PROMPT:
Each line of the listing below, from the very first to the one that contains "Where can you find the white sign", is to be retyped exactly as it stands.

MATERIAL TO PROCESS:
________________
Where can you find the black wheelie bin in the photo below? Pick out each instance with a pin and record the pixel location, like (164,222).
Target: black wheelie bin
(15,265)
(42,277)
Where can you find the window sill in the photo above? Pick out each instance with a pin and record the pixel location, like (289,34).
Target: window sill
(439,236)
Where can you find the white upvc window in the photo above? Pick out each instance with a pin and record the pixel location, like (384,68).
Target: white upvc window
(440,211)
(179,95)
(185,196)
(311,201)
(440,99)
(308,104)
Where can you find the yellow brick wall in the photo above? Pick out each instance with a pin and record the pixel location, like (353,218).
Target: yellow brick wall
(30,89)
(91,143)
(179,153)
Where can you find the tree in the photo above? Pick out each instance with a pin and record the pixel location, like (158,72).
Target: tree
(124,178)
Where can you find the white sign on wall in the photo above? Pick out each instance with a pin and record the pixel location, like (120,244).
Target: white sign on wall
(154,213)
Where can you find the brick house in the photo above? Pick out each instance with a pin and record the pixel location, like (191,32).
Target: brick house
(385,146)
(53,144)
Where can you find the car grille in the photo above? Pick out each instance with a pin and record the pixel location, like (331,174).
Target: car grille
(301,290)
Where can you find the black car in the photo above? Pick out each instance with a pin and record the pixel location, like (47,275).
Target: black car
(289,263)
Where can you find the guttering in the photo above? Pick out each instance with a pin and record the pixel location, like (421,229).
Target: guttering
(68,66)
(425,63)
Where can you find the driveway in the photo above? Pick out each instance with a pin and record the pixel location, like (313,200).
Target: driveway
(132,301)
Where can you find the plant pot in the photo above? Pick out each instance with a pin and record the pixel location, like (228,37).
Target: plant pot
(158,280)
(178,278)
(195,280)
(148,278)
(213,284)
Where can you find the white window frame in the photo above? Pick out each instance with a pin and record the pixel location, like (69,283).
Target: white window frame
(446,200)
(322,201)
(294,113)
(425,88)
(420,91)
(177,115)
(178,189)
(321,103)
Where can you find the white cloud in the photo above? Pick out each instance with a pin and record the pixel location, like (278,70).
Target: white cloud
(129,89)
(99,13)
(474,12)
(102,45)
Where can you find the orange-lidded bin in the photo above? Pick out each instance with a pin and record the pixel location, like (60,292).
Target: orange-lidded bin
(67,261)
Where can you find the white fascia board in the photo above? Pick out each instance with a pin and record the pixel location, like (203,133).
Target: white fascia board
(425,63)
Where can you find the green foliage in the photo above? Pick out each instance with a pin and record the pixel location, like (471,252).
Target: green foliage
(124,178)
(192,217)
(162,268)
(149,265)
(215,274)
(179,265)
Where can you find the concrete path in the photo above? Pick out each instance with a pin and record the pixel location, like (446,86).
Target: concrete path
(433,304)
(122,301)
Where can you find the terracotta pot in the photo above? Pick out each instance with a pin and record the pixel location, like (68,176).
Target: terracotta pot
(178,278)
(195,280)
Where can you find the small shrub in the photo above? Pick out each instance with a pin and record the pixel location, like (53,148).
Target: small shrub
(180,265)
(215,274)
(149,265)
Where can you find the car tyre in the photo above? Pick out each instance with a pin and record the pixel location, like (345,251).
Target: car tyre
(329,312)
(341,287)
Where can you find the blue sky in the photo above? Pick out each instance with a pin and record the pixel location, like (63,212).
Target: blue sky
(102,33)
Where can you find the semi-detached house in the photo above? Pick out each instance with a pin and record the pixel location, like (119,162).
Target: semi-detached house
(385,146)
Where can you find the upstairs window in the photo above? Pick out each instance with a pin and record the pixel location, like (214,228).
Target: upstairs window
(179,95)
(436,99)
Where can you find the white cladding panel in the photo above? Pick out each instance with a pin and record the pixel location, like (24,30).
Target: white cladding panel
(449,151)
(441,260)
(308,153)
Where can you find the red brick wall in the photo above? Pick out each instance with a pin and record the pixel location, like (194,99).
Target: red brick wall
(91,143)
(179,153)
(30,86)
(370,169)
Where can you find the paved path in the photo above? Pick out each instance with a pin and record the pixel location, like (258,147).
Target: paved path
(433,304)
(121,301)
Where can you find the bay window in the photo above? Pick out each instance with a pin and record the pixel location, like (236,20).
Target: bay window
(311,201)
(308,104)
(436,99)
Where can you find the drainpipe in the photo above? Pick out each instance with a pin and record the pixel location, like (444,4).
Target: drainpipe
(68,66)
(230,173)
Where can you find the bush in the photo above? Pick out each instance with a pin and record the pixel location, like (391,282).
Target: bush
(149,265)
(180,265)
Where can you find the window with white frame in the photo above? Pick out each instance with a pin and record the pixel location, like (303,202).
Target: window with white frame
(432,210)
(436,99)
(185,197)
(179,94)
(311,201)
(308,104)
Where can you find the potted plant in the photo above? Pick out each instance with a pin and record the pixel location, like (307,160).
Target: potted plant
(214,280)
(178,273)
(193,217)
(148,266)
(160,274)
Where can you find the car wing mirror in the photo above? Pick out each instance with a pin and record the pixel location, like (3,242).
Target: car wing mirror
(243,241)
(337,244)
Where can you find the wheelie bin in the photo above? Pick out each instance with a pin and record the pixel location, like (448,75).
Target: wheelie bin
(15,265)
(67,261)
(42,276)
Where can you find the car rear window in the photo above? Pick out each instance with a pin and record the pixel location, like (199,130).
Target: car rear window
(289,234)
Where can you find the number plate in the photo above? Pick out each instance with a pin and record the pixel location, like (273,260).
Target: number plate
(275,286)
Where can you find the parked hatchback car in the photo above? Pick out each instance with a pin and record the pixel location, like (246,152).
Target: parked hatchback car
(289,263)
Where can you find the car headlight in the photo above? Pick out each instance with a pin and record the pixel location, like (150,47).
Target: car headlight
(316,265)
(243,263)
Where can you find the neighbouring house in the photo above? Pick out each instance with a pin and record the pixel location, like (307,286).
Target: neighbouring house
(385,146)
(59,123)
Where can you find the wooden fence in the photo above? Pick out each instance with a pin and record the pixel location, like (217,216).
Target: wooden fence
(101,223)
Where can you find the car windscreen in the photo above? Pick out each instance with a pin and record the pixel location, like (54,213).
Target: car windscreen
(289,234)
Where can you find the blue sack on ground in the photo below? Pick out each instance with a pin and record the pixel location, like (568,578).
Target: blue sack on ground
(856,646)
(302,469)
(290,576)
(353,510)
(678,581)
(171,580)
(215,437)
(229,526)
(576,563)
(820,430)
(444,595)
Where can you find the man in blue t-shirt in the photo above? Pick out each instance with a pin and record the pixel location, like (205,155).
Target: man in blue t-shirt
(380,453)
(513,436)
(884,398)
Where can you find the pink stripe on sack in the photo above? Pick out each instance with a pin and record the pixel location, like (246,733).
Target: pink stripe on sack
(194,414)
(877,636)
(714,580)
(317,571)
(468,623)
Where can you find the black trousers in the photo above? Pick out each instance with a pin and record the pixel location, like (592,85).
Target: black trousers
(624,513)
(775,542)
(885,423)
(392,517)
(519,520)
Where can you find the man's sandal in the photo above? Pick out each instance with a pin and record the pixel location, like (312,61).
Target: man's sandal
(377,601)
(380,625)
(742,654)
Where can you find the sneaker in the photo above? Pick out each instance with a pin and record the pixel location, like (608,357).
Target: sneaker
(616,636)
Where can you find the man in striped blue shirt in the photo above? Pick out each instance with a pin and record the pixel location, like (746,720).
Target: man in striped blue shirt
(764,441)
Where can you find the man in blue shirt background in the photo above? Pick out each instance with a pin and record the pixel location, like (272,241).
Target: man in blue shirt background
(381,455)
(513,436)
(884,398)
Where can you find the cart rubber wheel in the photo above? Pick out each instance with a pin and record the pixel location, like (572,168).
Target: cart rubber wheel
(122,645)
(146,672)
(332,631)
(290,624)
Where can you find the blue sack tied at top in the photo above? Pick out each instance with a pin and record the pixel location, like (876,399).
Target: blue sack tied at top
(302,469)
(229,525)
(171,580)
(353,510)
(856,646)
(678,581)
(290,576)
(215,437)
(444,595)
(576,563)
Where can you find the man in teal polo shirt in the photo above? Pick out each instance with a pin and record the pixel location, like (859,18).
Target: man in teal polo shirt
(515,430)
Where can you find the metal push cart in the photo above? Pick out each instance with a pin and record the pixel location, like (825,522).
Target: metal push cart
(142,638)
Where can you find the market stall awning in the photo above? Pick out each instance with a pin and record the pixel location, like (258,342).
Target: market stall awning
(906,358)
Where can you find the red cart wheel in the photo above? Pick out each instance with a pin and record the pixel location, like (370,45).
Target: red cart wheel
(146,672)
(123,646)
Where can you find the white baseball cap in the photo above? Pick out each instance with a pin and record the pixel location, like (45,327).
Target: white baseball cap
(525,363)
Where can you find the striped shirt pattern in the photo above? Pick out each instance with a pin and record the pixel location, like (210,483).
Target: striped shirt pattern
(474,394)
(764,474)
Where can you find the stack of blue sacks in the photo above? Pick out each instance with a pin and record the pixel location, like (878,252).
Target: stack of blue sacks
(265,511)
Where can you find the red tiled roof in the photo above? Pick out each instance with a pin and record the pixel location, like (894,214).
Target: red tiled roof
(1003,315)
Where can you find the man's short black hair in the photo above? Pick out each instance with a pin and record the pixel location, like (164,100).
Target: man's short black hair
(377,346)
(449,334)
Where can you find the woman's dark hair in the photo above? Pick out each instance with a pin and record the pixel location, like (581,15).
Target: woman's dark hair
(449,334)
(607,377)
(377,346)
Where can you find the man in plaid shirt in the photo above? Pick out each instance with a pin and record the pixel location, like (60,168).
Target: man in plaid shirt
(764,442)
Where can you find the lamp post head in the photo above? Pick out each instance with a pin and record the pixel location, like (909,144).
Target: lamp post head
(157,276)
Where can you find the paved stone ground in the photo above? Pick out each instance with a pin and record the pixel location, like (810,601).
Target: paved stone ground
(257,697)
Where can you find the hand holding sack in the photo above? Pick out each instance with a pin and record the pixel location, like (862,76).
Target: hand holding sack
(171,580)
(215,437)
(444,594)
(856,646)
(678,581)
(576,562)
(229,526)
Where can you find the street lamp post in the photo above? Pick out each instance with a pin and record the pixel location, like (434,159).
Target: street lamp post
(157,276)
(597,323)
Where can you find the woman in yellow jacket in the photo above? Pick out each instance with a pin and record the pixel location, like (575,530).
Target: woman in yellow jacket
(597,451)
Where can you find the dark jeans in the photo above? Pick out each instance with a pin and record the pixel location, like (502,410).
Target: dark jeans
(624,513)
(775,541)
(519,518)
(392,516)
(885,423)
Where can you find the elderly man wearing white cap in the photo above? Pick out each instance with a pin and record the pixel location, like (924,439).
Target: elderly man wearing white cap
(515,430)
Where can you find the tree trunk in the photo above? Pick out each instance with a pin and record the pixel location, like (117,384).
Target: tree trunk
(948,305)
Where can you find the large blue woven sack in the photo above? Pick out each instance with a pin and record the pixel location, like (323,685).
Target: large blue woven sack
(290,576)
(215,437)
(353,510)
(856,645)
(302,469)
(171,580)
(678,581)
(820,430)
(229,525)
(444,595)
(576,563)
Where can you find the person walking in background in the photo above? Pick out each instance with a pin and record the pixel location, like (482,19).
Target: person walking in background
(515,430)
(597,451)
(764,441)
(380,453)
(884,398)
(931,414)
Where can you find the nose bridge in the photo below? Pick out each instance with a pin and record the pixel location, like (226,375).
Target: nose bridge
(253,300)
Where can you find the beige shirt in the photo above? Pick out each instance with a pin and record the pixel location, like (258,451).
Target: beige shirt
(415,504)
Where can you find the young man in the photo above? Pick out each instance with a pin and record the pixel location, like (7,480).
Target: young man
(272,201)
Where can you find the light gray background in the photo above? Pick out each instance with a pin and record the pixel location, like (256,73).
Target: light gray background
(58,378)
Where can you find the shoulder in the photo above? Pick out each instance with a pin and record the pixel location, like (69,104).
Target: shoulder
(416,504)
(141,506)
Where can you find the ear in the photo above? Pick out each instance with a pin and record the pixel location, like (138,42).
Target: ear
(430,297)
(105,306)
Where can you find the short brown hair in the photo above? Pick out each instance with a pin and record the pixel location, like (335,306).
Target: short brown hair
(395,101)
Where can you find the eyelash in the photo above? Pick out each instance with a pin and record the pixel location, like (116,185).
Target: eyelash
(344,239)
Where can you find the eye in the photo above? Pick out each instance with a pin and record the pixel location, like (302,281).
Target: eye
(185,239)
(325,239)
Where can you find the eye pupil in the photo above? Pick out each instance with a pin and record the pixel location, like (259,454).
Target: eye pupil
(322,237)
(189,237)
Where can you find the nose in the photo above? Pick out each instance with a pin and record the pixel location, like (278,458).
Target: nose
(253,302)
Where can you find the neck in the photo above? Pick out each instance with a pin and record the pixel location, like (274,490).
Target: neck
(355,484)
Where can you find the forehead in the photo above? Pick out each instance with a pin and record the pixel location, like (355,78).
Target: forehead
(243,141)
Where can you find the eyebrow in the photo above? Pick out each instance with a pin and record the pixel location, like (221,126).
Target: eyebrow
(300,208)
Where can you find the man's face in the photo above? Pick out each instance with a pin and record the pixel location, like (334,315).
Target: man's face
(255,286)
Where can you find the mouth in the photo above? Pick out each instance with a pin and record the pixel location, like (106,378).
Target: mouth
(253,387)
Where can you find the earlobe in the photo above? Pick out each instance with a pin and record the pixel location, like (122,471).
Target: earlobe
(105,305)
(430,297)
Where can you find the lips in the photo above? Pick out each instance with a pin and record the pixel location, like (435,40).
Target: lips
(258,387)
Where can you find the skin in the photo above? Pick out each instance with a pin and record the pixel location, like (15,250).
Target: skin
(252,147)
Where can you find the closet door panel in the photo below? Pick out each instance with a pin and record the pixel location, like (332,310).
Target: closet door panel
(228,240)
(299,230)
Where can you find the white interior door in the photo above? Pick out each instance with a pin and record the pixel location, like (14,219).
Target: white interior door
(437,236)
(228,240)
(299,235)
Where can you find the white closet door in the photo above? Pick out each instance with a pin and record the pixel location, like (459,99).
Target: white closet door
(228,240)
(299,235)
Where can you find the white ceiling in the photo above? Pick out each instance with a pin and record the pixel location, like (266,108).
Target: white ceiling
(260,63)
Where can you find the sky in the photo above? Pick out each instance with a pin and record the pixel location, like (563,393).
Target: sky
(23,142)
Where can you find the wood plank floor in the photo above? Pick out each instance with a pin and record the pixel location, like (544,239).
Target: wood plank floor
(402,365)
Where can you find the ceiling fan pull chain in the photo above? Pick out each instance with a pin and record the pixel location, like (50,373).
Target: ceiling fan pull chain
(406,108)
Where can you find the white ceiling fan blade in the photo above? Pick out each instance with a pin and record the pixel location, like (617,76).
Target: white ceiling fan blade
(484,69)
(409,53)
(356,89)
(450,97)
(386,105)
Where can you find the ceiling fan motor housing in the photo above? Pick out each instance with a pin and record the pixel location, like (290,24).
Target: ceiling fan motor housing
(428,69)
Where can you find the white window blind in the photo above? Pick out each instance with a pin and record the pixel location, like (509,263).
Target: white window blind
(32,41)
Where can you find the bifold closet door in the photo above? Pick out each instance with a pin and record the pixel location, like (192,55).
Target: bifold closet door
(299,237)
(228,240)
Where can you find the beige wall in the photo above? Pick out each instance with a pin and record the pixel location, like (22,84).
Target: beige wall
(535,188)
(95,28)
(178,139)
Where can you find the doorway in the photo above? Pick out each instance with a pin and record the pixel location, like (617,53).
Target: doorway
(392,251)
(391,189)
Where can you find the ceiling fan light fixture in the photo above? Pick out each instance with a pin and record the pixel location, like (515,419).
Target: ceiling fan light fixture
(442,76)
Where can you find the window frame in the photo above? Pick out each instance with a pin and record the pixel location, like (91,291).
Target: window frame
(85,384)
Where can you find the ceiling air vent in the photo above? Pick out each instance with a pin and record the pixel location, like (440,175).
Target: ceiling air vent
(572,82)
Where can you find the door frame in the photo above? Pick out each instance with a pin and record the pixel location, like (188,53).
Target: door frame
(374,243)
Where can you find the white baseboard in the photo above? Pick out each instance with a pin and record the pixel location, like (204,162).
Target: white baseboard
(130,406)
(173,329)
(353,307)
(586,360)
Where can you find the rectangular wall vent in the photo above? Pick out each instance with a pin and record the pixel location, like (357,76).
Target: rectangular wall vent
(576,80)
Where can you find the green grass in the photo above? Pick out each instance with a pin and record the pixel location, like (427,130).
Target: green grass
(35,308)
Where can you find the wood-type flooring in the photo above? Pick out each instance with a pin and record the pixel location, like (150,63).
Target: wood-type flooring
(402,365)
________________
RESULT FOR THIS TASK:
Where can you find the black wheelie bin in the photo below? Pick out each instance with a pin and record the pixel location, like (164,222).
Target: black wheelie bin
(15,265)
(42,277)
Where can you find the window sill in the photo above? Pick out each instance with a pin and record the pixel location, like (289,34).
Target: window sill
(439,236)
Where can you find the white upvc window in the photo above? Pick out each instance with a pin and record the pixel location, like (384,68).
Target: white upvc window
(440,211)
(179,95)
(185,196)
(311,201)
(440,99)
(308,104)
Where can you find the yellow brick wall in the photo above? Pick out each instance with a pin and record the pixel location, like (353,218).
Target: yellow brick wall
(30,89)
(91,143)
(179,153)
Where can you find the tree in the photo above? Pick out each instance with a pin and record the pixel location, like (158,72).
Target: tree
(124,178)
Where can you find the white sign on wall in the photo above? Pick out each instance with a pin and record the pixel location, like (120,244).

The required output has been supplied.